_Aim of the task_
Report every line in the records below that contains the string "then". Copy each of those lines in full.

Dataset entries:
⟨

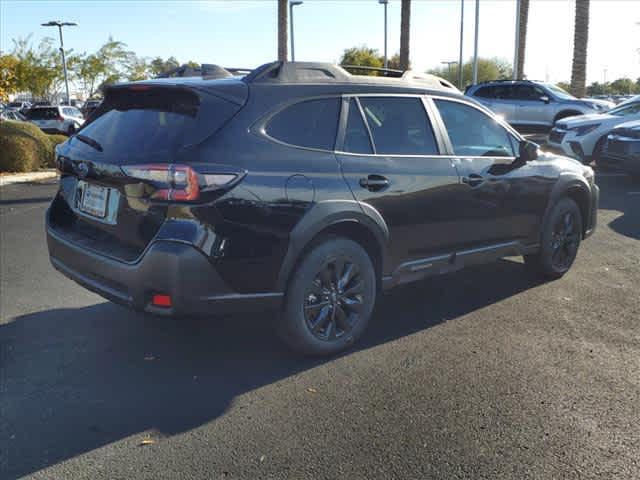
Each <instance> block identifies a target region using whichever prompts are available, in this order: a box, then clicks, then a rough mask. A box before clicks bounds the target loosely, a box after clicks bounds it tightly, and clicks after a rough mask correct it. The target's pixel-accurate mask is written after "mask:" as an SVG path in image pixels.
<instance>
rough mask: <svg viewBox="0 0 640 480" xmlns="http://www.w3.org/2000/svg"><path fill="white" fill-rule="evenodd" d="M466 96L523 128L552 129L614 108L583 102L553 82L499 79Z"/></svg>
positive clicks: (478, 89) (513, 123) (613, 105)
mask: <svg viewBox="0 0 640 480" xmlns="http://www.w3.org/2000/svg"><path fill="white" fill-rule="evenodd" d="M465 94H466V95H468V96H470V97H473V98H474V99H476V100H478V101H479V102H480V103H482V104H484V105H486V106H487V107H489V108H490V109H491V110H493V111H494V112H495V113H496V114H498V115H501V116H502V117H504V119H505V120H506V121H507V122H509V123H510V124H511V125H514V126H519V127H551V126H553V125H554V124H555V123H556V122H557V121H558V120H560V119H562V118H566V117H572V116H575V115H583V114H587V113H602V112H605V111H607V110H609V109H610V108H613V107H614V104H613V103H612V102H607V101H604V100H580V99H578V98H575V97H574V96H572V95H571V94H570V93H568V92H565V91H564V90H563V89H561V88H560V87H558V86H556V85H553V84H551V83H544V82H534V81H530V80H520V81H510V80H496V81H493V82H486V83H480V84H477V85H472V86H470V87H468V88H467V90H466V92H465Z"/></svg>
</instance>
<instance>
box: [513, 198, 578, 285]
mask: <svg viewBox="0 0 640 480" xmlns="http://www.w3.org/2000/svg"><path fill="white" fill-rule="evenodd" d="M541 238H542V242H541V245H540V251H539V252H538V253H536V254H534V255H525V256H524V261H525V265H526V266H527V268H528V269H529V271H531V272H533V273H535V274H537V275H542V276H544V277H547V278H551V279H556V278H560V277H562V276H563V275H564V274H565V273H567V272H568V271H569V269H570V268H571V265H573V262H574V260H575V259H576V255H577V254H578V249H579V247H580V241H581V240H582V216H581V214H580V208H578V205H577V204H576V202H575V201H573V200H572V199H570V198H567V197H564V198H561V199H560V200H559V201H558V202H557V203H556V204H555V205H554V206H553V208H552V209H551V212H550V213H549V217H548V218H547V220H546V222H545V225H544V227H543V231H542V236H541Z"/></svg>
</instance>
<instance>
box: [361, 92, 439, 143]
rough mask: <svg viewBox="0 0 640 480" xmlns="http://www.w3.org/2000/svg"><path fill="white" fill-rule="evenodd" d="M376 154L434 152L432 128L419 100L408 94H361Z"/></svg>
mask: <svg viewBox="0 0 640 480" xmlns="http://www.w3.org/2000/svg"><path fill="white" fill-rule="evenodd" d="M360 103H361V105H362V108H363V110H364V113H365V117H366V120H367V123H368V124H369V128H370V130H371V135H372V136H373V143H374V146H375V149H376V153H378V154H383V155H434V154H437V153H438V148H437V146H436V141H435V137H434V135H433V129H432V128H431V124H430V123H429V120H428V118H427V114H426V112H425V110H424V105H423V104H422V100H421V99H419V98H411V97H361V98H360Z"/></svg>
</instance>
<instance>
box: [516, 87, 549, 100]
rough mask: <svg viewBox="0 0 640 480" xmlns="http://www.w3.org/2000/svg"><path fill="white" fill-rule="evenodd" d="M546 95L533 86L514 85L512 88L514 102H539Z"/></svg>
mask: <svg viewBox="0 0 640 480" xmlns="http://www.w3.org/2000/svg"><path fill="white" fill-rule="evenodd" d="M545 95H546V93H545V92H544V91H543V90H542V89H540V88H538V87H535V86H533V85H516V86H515V87H514V98H515V99H516V100H540V97H543V96H545Z"/></svg>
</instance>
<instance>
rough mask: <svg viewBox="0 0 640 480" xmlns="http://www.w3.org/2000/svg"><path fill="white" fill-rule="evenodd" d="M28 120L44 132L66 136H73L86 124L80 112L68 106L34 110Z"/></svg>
mask: <svg viewBox="0 0 640 480" xmlns="http://www.w3.org/2000/svg"><path fill="white" fill-rule="evenodd" d="M27 119H28V120H29V121H30V122H31V123H33V124H34V125H36V126H38V127H39V128H40V130H42V131H43V132H46V133H63V134H65V135H73V134H74V133H75V132H76V130H78V129H79V128H80V127H81V126H82V124H83V123H84V117H83V116H82V113H80V110H78V109H77V108H76V107H69V106H66V105H59V106H55V107H54V106H52V107H35V108H32V109H31V110H29V111H28V112H27Z"/></svg>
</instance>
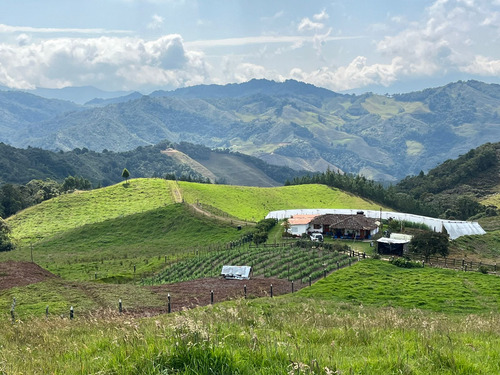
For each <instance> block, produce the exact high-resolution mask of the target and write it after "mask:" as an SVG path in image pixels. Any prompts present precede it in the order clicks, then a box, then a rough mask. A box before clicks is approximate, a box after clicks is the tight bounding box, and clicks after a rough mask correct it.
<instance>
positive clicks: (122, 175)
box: [122, 168, 130, 182]
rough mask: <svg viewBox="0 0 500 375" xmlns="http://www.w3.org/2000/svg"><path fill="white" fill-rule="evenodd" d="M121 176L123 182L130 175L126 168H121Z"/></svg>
mask: <svg viewBox="0 0 500 375" xmlns="http://www.w3.org/2000/svg"><path fill="white" fill-rule="evenodd" d="M122 177H123V178H124V179H125V182H128V178H129V177H130V172H129V171H128V170H127V168H123V172H122Z"/></svg>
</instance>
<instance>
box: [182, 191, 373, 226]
mask: <svg viewBox="0 0 500 375" xmlns="http://www.w3.org/2000/svg"><path fill="white" fill-rule="evenodd" d="M179 186H180V187H181V190H182V196H183V198H184V200H185V201H186V202H188V203H196V202H200V203H203V204H208V205H210V206H213V207H217V208H218V209H220V210H222V211H224V212H227V213H228V214H230V215H232V216H235V217H238V218H240V219H244V220H250V221H258V220H262V219H263V218H264V217H265V216H266V215H267V214H268V213H269V211H274V210H284V209H292V208H359V209H366V210H368V209H374V210H378V209H380V205H377V204H375V203H373V202H370V201H367V200H364V199H362V198H359V197H356V196H354V195H350V194H347V193H344V192H342V191H341V190H338V189H332V188H329V187H327V186H325V185H299V186H283V187H277V188H253V187H242V186H226V185H207V184H192V183H186V182H179Z"/></svg>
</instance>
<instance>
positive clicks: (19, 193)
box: [0, 176, 92, 218]
mask: <svg viewBox="0 0 500 375" xmlns="http://www.w3.org/2000/svg"><path fill="white" fill-rule="evenodd" d="M90 189H92V184H91V182H90V181H89V180H87V179H85V178H83V177H74V176H68V177H66V178H65V179H64V181H63V182H62V183H59V182H57V181H55V180H52V179H50V178H47V179H45V180H31V181H30V182H28V183H27V184H24V185H23V184H3V185H2V186H0V216H1V217H3V218H6V217H9V216H11V215H14V214H15V213H16V212H18V211H20V210H23V209H25V208H27V207H30V206H34V205H35V204H38V203H41V202H43V201H46V200H48V199H51V198H54V197H57V196H58V195H60V194H63V193H66V192H69V191H73V190H90Z"/></svg>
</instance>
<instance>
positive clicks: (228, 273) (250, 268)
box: [221, 266, 252, 280]
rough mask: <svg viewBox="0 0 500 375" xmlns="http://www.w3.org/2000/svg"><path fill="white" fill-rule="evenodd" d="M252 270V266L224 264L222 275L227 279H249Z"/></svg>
mask: <svg viewBox="0 0 500 375" xmlns="http://www.w3.org/2000/svg"><path fill="white" fill-rule="evenodd" d="M251 272H252V267H250V266H222V272H221V275H222V276H223V277H224V278H225V279H233V280H249V279H250V273H251Z"/></svg>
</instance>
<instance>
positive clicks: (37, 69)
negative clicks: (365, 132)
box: [0, 0, 500, 94]
mask: <svg viewBox="0 0 500 375" xmlns="http://www.w3.org/2000/svg"><path fill="white" fill-rule="evenodd" d="M0 9H1V13H0V86H5V87H8V88H15V89H34V88H36V87H44V88H63V87H68V86H77V87H78V86H94V87H97V88H99V89H101V90H106V91H118V90H121V91H140V92H142V93H145V94H147V93H150V92H152V91H154V90H158V89H163V90H171V89H175V88H179V87H186V86H193V85H198V84H226V83H240V82H245V81H248V80H250V79H253V78H257V79H261V78H265V79H270V80H275V81H284V80H287V79H295V80H298V81H303V82H307V83H311V84H314V85H316V86H319V87H324V88H327V89H330V90H333V91H337V92H358V93H359V92H368V91H371V92H378V93H398V92H410V91H415V90H421V89H423V88H427V87H437V86H441V85H444V84H447V83H449V82H454V81H457V80H469V79H477V80H480V81H484V82H488V83H500V0H370V1H366V0H365V1H361V0H330V1H322V0H318V1H315V0H310V1H304V0H275V1H273V0H266V1H263V0H245V1H244V0H179V1H176V0H85V1H77V0H64V1H63V0H44V1H40V0H16V1H11V0H0Z"/></svg>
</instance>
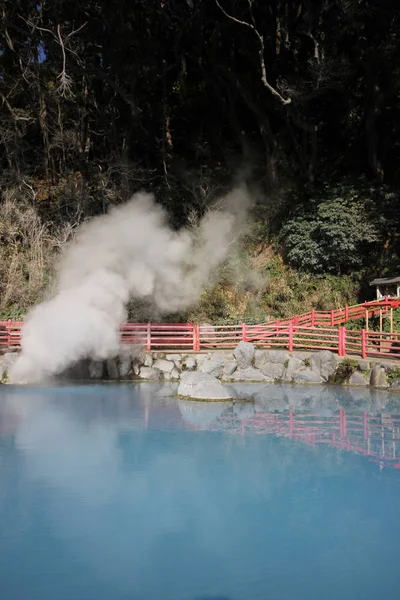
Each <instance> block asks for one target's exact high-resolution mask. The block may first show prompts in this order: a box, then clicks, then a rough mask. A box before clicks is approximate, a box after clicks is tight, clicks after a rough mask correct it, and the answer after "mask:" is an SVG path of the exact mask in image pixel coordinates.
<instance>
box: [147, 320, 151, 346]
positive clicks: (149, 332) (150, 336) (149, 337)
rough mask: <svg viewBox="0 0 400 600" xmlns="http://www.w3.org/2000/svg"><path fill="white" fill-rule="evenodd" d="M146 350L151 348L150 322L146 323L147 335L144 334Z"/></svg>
mask: <svg viewBox="0 0 400 600" xmlns="http://www.w3.org/2000/svg"><path fill="white" fill-rule="evenodd" d="M146 350H147V351H148V352H150V350H151V323H150V322H148V323H147V336H146Z"/></svg>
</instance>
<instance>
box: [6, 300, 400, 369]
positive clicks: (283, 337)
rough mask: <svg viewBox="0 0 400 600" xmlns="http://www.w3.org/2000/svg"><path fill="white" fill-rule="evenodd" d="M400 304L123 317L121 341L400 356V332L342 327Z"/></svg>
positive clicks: (9, 327) (220, 347)
mask: <svg viewBox="0 0 400 600" xmlns="http://www.w3.org/2000/svg"><path fill="white" fill-rule="evenodd" d="M399 307H400V298H388V297H387V298H384V299H382V300H380V301H378V300H374V301H372V302H364V303H363V304H357V305H355V306H345V307H344V308H342V309H339V310H331V311H315V310H312V311H311V312H309V313H305V314H303V315H296V316H295V317H292V318H291V319H276V320H271V321H270V322H268V323H264V324H259V325H247V324H246V323H242V324H240V325H203V326H202V325H199V324H196V323H124V324H122V325H121V328H120V331H121V342H122V343H123V344H131V345H140V346H144V347H145V348H146V349H147V350H148V351H150V350H160V351H165V350H172V349H176V350H178V349H179V350H181V351H185V352H190V351H191V352H200V351H202V350H204V351H210V350H218V349H230V348H235V346H237V344H238V343H239V342H240V341H244V342H251V343H253V344H254V345H255V346H257V347H258V348H286V349H288V350H289V351H290V352H292V351H293V350H302V349H304V350H331V351H332V352H337V353H338V354H339V356H346V355H347V354H355V355H361V356H362V357H363V358H366V357H367V356H380V357H382V358H383V357H388V358H400V333H395V332H393V331H391V332H388V333H385V332H383V331H382V328H381V331H379V332H374V331H368V329H367V327H366V328H365V329H363V330H362V331H353V330H351V329H348V328H346V327H345V323H347V322H348V321H349V320H352V319H362V318H366V320H367V319H368V318H371V317H372V316H374V315H379V316H380V317H381V319H382V317H383V316H384V315H388V314H389V315H390V314H391V313H392V310H393V309H397V308H399ZM22 328H23V322H15V321H0V349H1V348H4V349H6V348H15V349H17V348H19V347H20V346H21V332H22Z"/></svg>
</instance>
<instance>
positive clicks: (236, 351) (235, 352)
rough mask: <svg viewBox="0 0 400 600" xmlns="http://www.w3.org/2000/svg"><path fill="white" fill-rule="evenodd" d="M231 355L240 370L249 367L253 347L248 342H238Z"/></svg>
mask: <svg viewBox="0 0 400 600" xmlns="http://www.w3.org/2000/svg"><path fill="white" fill-rule="evenodd" d="M233 354H234V355H235V358H236V361H237V364H238V366H239V368H240V369H247V367H250V365H251V363H252V360H253V356H254V345H253V344H250V342H239V344H238V345H237V346H236V348H235V350H234V352H233Z"/></svg>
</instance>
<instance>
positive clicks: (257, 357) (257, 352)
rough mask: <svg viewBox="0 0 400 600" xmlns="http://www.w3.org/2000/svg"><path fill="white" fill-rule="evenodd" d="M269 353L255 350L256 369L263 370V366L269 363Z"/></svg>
mask: <svg viewBox="0 0 400 600" xmlns="http://www.w3.org/2000/svg"><path fill="white" fill-rule="evenodd" d="M266 355H267V351H266V350H255V352H254V366H255V368H256V369H261V368H262V366H263V364H264V363H265V362H267V358H266Z"/></svg>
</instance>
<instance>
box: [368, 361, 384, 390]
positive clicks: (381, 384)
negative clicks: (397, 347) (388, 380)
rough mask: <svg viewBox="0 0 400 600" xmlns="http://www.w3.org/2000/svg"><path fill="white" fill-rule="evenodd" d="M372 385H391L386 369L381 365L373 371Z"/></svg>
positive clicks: (378, 385)
mask: <svg viewBox="0 0 400 600" xmlns="http://www.w3.org/2000/svg"><path fill="white" fill-rule="evenodd" d="M370 385H371V386H372V387H384V388H385V387H389V382H388V380H387V376H386V371H385V369H384V367H382V366H381V365H376V367H374V368H373V369H372V371H371V377H370Z"/></svg>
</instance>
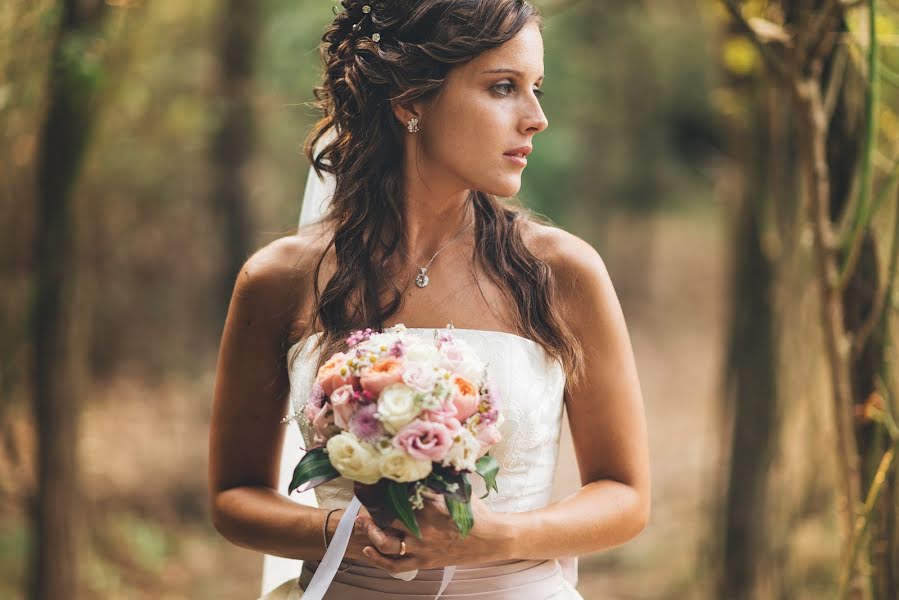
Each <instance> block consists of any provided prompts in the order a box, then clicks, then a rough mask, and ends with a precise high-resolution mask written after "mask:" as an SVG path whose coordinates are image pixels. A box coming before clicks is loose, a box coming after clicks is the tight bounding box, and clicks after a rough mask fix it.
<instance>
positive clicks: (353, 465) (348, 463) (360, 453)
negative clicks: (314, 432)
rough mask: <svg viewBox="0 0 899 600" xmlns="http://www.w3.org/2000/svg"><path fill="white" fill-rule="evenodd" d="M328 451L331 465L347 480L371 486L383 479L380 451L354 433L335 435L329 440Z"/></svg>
mask: <svg viewBox="0 0 899 600" xmlns="http://www.w3.org/2000/svg"><path fill="white" fill-rule="evenodd" d="M327 449H328V458H329V459H330V460H331V464H332V465H334V468H335V469H337V471H338V472H339V473H340V474H341V475H343V476H344V477H346V478H347V479H352V480H353V481H358V482H359V483H365V484H368V485H371V484H373V483H377V481H378V479H380V478H381V467H380V456H379V453H378V451H377V450H376V449H375V447H374V446H372V445H371V444H368V443H366V442H363V441H361V440H360V439H359V438H357V437H356V436H355V435H353V434H352V433H350V432H348V431H345V432H343V433H341V434H339V435H335V436H334V437H332V438H331V439H329V440H328V445H327Z"/></svg>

⟩

_Response_
Each <instance> block identifies a target region using whichever prompts are available, in this order: a box, then clicks, then a rough mask. A box before clicks bounds the target loosely, a box after clicks bounds it tightly, and clicks after a rough mask correct it. The target's pixel-accurate mask is written after "mask:" as an SVG path in image pixels.
For each <instance> block, produce the exact high-resolution mask of the target and write it after "mask:" as an SVG path in image pixels. Any prompts present precede it in the order clicks, then a box, then a rough mask. A box before clicks is approximate, a box after clicks is the tight bounding box, and clicks after a rough mask correct it.
Each <instance> block asks for one target's exact high-resolution mask. The block may first show prompts in this order: a box, then clicks, then a rough mask. A box before clicks is approximate, a box after clicks is tight, clicks after a rough mask correct it, and the answer after "mask:" is an SVG path of the exact mask in image pixel coordinates.
Each <instance> block consists of any provided prompts in the order a box, then clicks, then a rough mask, and ends with a precise high-resolution mask written after "mask:" as an SVG path whose coordinates are image pixels. A box coming before clicks is loose, a box coming after clicks is the tight bounding box, and clicks after a rough mask fix it.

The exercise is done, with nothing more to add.